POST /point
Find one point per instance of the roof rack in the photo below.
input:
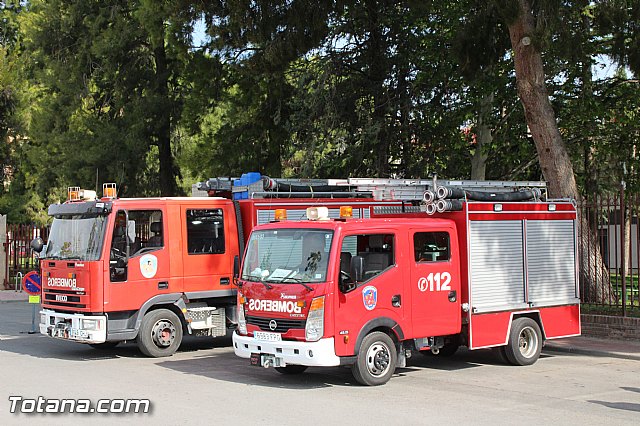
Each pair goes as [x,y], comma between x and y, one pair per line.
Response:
[255,185]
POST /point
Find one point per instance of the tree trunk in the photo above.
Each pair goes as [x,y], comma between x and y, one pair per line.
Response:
[552,153]
[167,168]
[554,159]
[484,137]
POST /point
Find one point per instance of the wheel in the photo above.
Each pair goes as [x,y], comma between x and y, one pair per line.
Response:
[160,333]
[525,342]
[376,360]
[291,369]
[105,345]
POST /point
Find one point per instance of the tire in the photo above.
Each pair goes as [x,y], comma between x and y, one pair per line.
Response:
[291,369]
[160,334]
[376,361]
[525,342]
[104,345]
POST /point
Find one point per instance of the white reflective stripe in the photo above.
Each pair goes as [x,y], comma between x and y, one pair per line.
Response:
[313,354]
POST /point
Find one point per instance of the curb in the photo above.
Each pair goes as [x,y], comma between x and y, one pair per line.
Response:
[590,352]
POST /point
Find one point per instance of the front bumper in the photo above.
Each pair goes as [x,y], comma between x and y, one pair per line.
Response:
[313,354]
[73,326]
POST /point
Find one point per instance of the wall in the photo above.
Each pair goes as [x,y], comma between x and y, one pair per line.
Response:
[3,254]
[610,327]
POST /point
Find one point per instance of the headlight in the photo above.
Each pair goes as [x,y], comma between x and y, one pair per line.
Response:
[242,322]
[90,324]
[315,320]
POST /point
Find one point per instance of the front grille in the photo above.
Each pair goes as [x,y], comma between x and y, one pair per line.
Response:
[284,325]
[61,298]
[69,299]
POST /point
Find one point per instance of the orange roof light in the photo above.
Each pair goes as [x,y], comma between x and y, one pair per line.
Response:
[73,193]
[109,190]
[346,212]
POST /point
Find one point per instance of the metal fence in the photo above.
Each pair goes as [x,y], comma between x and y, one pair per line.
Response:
[20,259]
[610,252]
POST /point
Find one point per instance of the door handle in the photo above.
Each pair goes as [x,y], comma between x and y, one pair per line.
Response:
[396,301]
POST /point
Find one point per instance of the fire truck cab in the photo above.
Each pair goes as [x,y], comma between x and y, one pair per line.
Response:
[153,269]
[367,292]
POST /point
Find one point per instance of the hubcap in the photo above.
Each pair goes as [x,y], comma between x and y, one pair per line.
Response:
[378,358]
[528,342]
[163,333]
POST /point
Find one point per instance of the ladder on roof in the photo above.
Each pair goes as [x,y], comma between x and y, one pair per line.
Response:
[258,186]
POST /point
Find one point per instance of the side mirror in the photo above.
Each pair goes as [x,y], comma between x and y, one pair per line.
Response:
[37,244]
[236,267]
[357,268]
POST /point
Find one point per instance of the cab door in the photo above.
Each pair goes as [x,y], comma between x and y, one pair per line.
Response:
[139,261]
[435,282]
[378,300]
[209,246]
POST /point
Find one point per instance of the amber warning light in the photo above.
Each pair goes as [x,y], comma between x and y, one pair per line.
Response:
[346,212]
[73,193]
[109,190]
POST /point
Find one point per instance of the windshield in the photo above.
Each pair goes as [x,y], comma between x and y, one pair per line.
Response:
[287,256]
[77,237]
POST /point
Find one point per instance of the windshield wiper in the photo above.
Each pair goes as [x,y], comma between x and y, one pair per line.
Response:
[258,278]
[297,281]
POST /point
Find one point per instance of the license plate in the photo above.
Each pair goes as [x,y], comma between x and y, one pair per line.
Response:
[69,333]
[78,334]
[267,337]
[255,360]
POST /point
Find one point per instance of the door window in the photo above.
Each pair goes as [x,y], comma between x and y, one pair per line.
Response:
[135,232]
[431,246]
[205,231]
[376,250]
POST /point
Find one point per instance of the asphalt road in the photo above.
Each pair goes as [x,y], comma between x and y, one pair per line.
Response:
[204,383]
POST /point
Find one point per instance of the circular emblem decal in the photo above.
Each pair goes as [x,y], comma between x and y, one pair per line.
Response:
[148,265]
[370,297]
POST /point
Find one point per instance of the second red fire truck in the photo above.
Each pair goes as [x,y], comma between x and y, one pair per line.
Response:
[480,269]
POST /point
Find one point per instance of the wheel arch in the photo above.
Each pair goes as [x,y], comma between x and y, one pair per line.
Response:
[534,315]
[172,302]
[383,324]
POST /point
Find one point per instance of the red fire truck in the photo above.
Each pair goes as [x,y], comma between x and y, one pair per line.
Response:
[152,269]
[480,269]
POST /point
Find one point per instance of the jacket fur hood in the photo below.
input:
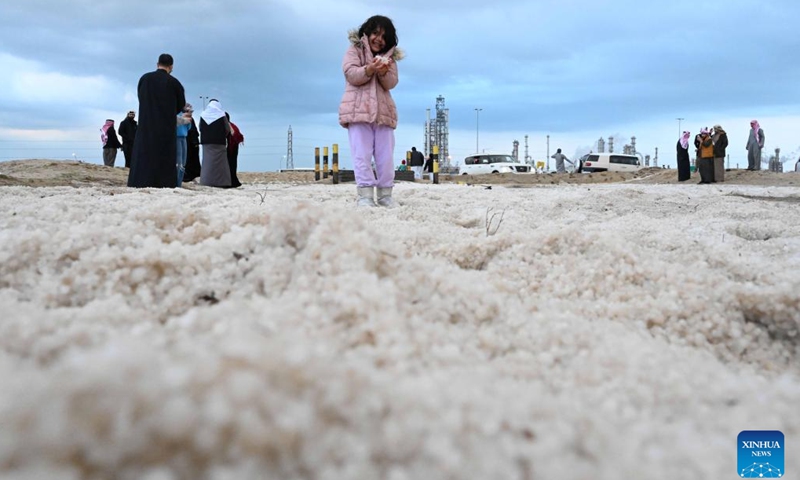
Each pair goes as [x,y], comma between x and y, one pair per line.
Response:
[352,35]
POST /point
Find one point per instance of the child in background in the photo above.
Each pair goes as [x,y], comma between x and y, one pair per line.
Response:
[184,123]
[368,111]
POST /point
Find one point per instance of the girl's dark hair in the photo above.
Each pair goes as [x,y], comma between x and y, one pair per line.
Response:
[379,22]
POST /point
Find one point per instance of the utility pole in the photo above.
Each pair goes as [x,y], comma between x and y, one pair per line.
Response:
[289,152]
[527,157]
[477,128]
[548,154]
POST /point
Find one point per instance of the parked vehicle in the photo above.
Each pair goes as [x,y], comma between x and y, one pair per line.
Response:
[611,162]
[480,163]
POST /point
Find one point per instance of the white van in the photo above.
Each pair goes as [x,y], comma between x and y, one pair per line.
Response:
[611,162]
[480,163]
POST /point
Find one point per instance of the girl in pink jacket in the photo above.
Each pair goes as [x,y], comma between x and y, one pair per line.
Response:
[367,110]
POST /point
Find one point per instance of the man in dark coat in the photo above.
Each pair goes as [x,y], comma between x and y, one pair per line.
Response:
[127,130]
[416,163]
[161,98]
[720,139]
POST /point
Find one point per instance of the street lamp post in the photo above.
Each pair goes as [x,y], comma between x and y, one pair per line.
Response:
[477,128]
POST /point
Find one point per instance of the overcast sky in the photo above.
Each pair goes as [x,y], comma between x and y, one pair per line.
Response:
[573,69]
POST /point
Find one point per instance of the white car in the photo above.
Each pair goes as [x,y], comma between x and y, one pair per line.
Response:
[480,163]
[611,162]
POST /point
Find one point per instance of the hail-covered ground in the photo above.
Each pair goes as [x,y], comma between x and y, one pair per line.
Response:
[573,331]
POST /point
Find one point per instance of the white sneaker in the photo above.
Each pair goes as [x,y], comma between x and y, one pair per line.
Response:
[366,197]
[385,198]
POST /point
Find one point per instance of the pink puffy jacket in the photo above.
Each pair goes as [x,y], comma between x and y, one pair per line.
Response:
[367,99]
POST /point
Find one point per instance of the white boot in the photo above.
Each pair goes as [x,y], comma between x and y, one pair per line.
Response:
[366,197]
[385,198]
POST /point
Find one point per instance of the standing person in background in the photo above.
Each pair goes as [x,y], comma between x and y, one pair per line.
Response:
[417,162]
[428,168]
[161,97]
[755,143]
[184,121]
[684,167]
[706,162]
[560,157]
[127,130]
[110,143]
[368,111]
[192,153]
[214,131]
[720,139]
[234,139]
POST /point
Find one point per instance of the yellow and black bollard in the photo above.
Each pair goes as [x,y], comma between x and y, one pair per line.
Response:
[335,172]
[325,162]
[316,163]
[435,164]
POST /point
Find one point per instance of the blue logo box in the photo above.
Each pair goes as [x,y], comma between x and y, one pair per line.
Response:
[761,454]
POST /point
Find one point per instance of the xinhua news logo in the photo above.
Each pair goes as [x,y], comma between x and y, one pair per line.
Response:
[761,454]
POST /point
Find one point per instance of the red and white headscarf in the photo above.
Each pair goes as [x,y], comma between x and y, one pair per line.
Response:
[104,131]
[685,139]
[212,112]
[756,128]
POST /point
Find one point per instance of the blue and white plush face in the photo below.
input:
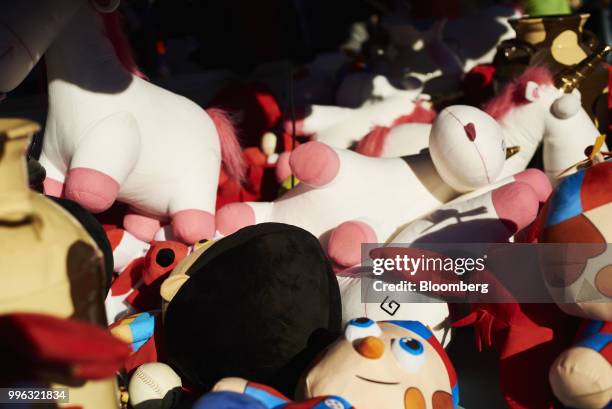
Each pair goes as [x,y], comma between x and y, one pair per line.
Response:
[385,365]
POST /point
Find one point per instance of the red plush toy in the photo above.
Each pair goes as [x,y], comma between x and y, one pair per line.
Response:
[43,348]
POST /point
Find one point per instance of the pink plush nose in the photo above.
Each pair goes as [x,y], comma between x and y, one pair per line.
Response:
[53,188]
[93,190]
[192,225]
[315,164]
[344,246]
[233,217]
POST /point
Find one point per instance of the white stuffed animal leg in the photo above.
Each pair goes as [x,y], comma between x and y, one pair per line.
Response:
[141,226]
[53,184]
[102,160]
[192,210]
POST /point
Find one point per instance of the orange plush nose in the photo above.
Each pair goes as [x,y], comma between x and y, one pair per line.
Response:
[413,399]
[371,347]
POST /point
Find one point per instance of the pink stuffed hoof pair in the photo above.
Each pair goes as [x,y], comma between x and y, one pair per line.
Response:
[97,192]
[314,164]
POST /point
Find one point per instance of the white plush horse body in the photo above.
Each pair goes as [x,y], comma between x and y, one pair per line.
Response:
[530,111]
[111,135]
[346,199]
[343,127]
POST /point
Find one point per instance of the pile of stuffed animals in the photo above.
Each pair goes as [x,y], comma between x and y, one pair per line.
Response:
[160,255]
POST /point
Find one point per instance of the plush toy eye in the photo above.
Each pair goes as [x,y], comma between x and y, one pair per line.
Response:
[165,257]
[409,352]
[361,328]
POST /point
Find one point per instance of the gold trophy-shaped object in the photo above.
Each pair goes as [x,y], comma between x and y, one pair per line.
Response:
[569,79]
[48,262]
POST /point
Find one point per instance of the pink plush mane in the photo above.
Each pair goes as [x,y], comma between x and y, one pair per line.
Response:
[114,32]
[513,95]
[374,143]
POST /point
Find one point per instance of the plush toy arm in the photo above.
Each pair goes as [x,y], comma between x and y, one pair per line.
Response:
[102,161]
[581,377]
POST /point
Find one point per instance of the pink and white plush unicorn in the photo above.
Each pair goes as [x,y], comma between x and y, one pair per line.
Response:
[343,127]
[530,110]
[346,199]
[111,135]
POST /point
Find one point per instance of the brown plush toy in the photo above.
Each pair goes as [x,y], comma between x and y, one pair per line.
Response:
[50,264]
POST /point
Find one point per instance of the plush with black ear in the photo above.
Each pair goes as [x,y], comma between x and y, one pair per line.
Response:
[95,230]
[252,305]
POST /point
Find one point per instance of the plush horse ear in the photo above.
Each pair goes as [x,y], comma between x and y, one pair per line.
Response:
[532,91]
[106,6]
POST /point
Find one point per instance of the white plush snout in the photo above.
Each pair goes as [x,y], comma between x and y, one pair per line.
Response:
[567,105]
[467,147]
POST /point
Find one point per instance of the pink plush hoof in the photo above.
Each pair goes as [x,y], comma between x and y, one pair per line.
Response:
[53,187]
[93,190]
[344,246]
[516,205]
[191,226]
[537,180]
[283,170]
[233,217]
[315,163]
[141,227]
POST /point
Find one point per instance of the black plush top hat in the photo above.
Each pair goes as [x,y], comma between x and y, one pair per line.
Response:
[251,307]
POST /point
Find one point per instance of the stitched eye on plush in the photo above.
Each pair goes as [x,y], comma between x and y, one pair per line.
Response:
[361,328]
[409,352]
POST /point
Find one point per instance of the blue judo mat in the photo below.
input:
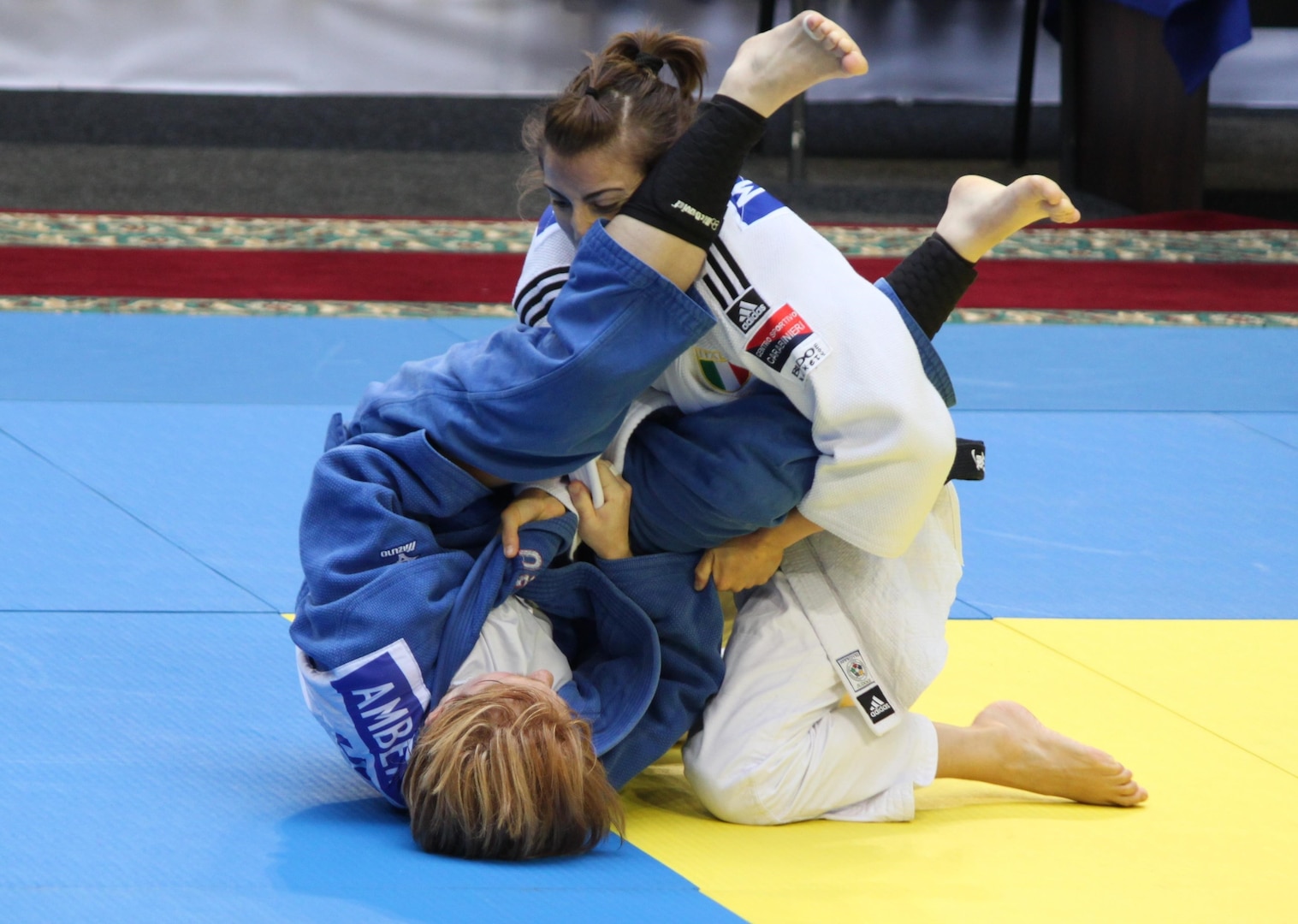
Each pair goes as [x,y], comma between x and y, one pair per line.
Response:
[160,762]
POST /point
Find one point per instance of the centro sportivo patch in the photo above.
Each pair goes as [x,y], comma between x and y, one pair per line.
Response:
[785,343]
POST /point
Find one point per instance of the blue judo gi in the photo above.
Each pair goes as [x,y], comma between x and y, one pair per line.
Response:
[399,544]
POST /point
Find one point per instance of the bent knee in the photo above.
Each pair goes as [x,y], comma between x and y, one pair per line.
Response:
[735,788]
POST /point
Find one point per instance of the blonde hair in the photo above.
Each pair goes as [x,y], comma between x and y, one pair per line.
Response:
[507,773]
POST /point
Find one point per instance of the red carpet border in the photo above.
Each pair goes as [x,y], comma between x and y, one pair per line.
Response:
[1192,264]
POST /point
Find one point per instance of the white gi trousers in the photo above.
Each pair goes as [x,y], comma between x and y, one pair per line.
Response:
[776,746]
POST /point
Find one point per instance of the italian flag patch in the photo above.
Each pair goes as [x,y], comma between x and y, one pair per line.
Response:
[720,373]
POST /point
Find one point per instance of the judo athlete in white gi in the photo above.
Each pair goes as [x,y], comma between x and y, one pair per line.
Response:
[874,548]
[413,615]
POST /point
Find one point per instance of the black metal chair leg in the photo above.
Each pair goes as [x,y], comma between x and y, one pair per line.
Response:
[1027,65]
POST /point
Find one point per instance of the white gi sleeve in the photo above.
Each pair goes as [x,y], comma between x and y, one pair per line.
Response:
[793,313]
[545,269]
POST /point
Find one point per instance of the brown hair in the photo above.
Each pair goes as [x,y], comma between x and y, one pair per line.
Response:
[507,773]
[619,98]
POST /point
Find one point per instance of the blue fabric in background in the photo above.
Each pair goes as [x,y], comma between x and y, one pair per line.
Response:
[1195,33]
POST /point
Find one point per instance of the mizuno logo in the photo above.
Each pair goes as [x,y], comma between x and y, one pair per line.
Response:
[399,550]
[696,215]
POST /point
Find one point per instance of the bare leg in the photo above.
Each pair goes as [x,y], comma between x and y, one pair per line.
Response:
[981,213]
[768,70]
[1009,746]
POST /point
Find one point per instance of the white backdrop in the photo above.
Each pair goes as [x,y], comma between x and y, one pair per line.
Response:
[929,50]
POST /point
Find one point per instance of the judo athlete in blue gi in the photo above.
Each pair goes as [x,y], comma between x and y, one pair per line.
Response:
[406,584]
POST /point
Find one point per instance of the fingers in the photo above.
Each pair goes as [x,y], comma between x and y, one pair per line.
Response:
[703,570]
[509,531]
[580,496]
[614,486]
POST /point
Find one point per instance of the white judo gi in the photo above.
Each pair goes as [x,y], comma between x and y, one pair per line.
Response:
[775,746]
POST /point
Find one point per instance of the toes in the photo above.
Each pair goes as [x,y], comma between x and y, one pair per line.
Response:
[814,25]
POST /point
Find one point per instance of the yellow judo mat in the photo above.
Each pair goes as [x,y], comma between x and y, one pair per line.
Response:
[1200,710]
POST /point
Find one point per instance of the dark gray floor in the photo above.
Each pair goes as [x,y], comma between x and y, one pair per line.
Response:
[1252,169]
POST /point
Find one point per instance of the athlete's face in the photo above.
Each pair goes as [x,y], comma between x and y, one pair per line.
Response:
[539,680]
[588,186]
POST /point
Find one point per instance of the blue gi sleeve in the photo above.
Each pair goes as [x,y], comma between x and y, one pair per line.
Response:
[532,402]
[376,567]
[690,637]
[723,471]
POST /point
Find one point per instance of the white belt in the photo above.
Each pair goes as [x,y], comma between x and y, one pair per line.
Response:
[839,637]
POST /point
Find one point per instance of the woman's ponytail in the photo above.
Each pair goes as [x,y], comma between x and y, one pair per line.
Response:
[620,98]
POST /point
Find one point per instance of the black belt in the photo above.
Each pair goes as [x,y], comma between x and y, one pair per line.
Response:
[969,461]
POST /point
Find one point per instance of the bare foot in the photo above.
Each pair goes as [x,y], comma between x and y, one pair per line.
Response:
[773,68]
[981,213]
[1042,761]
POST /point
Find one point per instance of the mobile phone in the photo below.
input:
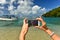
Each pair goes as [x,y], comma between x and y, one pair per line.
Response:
[33,23]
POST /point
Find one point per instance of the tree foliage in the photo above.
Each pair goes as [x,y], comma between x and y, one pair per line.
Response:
[53,13]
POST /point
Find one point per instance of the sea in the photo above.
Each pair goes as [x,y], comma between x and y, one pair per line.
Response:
[10,30]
##########
Filter the entries above, copying each line that contains the word "horse". The match is case-sensitive.

Find one point per instance of the white plush horse body in the photo above.
Find one point per instance of the plush horse ear in the photo above.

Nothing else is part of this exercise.